[Excerpts from bounding box data]
※

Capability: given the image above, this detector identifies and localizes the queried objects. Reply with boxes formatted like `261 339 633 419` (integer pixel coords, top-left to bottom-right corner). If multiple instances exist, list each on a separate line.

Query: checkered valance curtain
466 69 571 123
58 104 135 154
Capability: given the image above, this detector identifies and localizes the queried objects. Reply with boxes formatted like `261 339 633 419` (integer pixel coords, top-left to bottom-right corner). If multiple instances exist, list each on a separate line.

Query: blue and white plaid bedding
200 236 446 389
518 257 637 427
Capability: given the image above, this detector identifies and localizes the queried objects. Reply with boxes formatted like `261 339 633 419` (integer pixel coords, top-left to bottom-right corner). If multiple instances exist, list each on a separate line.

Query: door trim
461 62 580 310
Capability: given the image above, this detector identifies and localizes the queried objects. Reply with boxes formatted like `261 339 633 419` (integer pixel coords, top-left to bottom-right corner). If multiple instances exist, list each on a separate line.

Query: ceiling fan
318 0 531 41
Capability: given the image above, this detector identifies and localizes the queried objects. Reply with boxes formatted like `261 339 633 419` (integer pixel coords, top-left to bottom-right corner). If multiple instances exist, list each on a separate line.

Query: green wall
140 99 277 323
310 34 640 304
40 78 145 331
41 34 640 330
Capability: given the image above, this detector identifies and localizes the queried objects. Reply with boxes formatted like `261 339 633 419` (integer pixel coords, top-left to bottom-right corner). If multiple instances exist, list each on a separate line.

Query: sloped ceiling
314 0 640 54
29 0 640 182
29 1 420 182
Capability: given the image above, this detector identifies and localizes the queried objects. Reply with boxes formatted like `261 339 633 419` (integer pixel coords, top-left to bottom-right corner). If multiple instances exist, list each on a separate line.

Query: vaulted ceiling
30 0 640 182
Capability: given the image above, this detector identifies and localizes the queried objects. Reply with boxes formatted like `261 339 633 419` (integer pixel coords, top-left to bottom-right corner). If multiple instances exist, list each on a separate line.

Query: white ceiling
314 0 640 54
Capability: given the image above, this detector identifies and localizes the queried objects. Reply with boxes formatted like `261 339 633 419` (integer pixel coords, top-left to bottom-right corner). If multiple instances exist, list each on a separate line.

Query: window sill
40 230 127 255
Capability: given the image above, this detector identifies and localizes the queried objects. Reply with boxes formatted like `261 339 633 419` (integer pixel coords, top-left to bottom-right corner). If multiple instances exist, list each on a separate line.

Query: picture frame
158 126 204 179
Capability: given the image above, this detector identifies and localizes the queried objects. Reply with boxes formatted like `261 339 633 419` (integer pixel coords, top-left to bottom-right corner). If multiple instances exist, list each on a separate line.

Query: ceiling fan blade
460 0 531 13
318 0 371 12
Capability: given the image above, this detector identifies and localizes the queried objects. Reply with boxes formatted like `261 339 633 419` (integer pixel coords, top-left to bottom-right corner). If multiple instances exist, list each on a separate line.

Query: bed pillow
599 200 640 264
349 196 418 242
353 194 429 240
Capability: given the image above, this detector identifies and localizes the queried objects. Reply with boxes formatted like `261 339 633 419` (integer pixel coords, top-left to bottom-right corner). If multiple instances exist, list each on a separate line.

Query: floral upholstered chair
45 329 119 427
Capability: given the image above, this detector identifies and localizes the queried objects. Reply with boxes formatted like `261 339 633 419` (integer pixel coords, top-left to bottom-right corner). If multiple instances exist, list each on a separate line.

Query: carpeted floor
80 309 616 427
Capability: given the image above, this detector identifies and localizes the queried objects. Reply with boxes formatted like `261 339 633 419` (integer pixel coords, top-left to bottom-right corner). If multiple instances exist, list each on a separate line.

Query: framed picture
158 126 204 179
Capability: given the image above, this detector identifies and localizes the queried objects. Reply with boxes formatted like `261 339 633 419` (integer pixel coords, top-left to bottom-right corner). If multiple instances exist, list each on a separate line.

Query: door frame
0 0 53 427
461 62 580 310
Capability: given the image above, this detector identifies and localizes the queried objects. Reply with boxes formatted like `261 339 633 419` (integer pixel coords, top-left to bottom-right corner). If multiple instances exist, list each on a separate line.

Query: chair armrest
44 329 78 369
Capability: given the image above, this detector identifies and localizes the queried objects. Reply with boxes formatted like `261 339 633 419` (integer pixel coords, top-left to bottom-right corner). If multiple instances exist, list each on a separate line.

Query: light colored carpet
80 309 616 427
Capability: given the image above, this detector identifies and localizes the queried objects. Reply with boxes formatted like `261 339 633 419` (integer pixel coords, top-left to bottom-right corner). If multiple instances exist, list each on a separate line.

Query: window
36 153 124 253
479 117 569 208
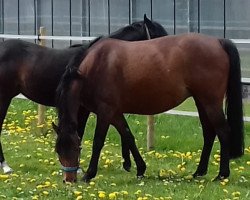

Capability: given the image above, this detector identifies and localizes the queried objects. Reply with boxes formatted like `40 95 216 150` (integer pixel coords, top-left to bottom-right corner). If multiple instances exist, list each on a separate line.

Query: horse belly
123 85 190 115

※

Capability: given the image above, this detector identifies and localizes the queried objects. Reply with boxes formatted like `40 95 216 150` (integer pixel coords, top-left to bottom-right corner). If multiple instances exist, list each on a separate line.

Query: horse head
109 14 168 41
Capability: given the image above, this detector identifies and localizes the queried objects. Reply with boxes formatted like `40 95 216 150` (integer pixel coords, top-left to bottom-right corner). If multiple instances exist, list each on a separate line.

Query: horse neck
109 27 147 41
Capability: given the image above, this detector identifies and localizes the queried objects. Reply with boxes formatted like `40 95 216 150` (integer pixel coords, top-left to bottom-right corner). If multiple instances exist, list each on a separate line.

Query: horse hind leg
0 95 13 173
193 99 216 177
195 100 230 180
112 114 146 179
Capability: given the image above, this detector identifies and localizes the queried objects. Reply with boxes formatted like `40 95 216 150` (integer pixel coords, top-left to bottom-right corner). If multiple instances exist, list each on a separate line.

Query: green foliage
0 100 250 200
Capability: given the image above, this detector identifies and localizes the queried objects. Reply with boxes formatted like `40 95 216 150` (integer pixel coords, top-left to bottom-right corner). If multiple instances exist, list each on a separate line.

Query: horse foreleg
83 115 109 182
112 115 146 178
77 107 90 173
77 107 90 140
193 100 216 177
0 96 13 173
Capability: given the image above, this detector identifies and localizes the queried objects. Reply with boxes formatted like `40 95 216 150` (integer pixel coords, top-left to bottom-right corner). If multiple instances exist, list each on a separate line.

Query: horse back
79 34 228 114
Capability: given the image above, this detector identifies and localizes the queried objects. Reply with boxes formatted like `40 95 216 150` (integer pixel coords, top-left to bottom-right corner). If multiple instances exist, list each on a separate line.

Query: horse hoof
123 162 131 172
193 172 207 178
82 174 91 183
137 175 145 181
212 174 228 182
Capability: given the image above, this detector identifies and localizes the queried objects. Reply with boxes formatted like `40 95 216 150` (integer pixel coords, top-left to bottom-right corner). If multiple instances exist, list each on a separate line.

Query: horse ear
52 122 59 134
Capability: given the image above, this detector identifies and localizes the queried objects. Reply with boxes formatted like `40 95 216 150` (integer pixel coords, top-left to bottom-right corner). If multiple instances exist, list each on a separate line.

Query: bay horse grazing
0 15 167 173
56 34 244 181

※

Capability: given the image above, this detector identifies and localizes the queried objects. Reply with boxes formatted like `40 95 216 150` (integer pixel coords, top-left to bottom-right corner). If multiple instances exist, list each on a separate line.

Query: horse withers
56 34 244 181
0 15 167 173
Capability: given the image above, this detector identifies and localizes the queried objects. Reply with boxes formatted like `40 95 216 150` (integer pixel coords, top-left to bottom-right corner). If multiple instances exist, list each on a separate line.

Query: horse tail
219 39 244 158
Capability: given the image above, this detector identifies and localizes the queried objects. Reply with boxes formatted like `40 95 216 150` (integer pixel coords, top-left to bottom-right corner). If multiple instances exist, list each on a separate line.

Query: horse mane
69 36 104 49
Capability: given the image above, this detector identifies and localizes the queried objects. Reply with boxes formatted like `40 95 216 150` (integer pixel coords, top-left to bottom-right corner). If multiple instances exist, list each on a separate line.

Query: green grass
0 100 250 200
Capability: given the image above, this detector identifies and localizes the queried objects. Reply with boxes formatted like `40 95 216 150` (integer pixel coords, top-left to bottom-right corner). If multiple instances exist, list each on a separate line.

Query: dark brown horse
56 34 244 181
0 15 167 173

※

From the rows above, extract each line that contains the word "picture".

**Answer to this exercise**.
Query: picture frame
Query: framed picture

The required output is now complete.